== TASKS TO CARRY OUT ==
(a) Transcribe the part of the convention address starting at "I was ordained" and ending at "are we here?".
(b) In the records, starting at the line containing "target: round black earring" and ending at the end of the records, rename "round black earring" to "small gold hoop earring" and give those lines back with nothing else changed.

== EXCERPTED PASSAGE ==
Address to the Special Convention
October 2, 2003
St. Paul's Church, Summerville, S.C.
I was ordained 43 years ago. In all those years I have been to two special diocesan conventions. Both were for the election of a bishop. One can ask the question, since we are not electing a bishop, why are we here?
Bishop Skilton and I, along with a sizeable number of other bishops believe that the General Convention in Minneapolis, in two actions, changed the Episcopal Church by violating its constitution and violating the historic teaching of the church covering human sexuality by approving the consecration of the Bishop-elect of New Hampshire who is living in a same-sex relationship, and by approving C051 which acknowledges local option for the blessing of same sex relationships, making them acceptable in some dioceses and forbidden in others. I voted against this resolution and have no intention of allowing such blessings in the diocese. Instead of the traditional teaching that new life in Christ for all of us comes from our repentance at the foot of the cross, we simply voted to change the standards so that what was once an expression of our fallen nature, is now, by us, declared to be normative and acceptable.
It has been said of the debate and reflection in the House of Bishops, that we were respectful and prayerful. We indeed were. We are personal friends and friends in Christ who have worked with each other for years. (14 for me). Therefore the assumption is made that the decision must be acceptable simply because the debate was respectful. Let me quote Psalm 50, verse 21: "these things you have done, and I have kept still, and you thought that I am like you." If this atmosphere gave such a message, let me apologize and repent. We said over and over again that the Church would never be the same again after these votes because we were making a decision (1) contrary to Holy Scripture, (2) contrary to the almost two thousand year tradition of the Church, (3) contrary to the 1998 position of the Lambeth Conference, (4) contrary to the request of the Archbishop of Canterbury, (5) contrary to the request of the Brazil meeting of the Primates in the Spring, and finally, (6) contrary to the requests of the Anglican Consultative Council. The message in return was this is just like other difficult issues we have faced (the ordination of women, Prayer Book revision, racism) the sense of division will pass.
While we are waiting for this to pass, let me describe some of the fallout in the American Church and beyond which indicates that this is not that kind of issue.
These reactions, not including the gathering in Plano, Texas, next week, should indicate that this is not just another crisis around issues that time will cure.
As Bishop of South Carolina, I have the solemn responsibility to connect us to the whole Communion, to be responsible for the unity of the Church, to proclaim the Gospel and to teach. Why have I taken the position I have taken? The few remarks I wish to make only touch the subject. They should not suggest that as a diocese we do not have much reflection to do together. They will reveal, however, what I understand the teaching of the scripture and the church to be, and I believe why the reaction has been so strong around the Communion.

== DATA RECORDS ==
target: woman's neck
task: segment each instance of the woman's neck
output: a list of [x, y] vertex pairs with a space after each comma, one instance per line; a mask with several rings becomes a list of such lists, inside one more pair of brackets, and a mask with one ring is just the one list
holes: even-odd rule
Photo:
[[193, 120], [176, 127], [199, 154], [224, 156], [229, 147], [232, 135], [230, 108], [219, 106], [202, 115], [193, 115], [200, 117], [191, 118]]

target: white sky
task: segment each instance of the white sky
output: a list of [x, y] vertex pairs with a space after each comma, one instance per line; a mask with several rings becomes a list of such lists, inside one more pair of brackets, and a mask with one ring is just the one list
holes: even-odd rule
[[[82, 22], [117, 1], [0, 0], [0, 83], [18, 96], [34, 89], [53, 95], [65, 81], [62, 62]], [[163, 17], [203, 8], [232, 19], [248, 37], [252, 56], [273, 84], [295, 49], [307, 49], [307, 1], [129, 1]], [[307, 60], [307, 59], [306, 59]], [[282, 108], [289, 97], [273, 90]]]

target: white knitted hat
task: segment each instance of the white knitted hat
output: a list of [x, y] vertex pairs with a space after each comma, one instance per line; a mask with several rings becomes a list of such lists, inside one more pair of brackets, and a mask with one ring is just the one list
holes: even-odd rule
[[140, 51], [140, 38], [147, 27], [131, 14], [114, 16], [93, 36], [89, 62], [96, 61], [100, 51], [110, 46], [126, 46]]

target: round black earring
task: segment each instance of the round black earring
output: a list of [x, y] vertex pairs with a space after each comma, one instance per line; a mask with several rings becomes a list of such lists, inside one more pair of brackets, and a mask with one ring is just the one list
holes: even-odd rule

== RESULTS IN ORDER ==
(a)
I was ordained 43 years ago. In all those years I have been to two special diocesan conventions. Both were for the election of a bishop. One can ask the question, since we are not electing a bishop, why are we here?

(b)
target: small gold hoop earring
task: segment each instance of the small gold hoop earring
output: a list of [x, y] vertex pairs with a space after each comma, one instance per line; a mask with several rings becomes a list of such lists, inside one more pair of brackets, and a mask with one ring is just the one list
holes: even-odd rule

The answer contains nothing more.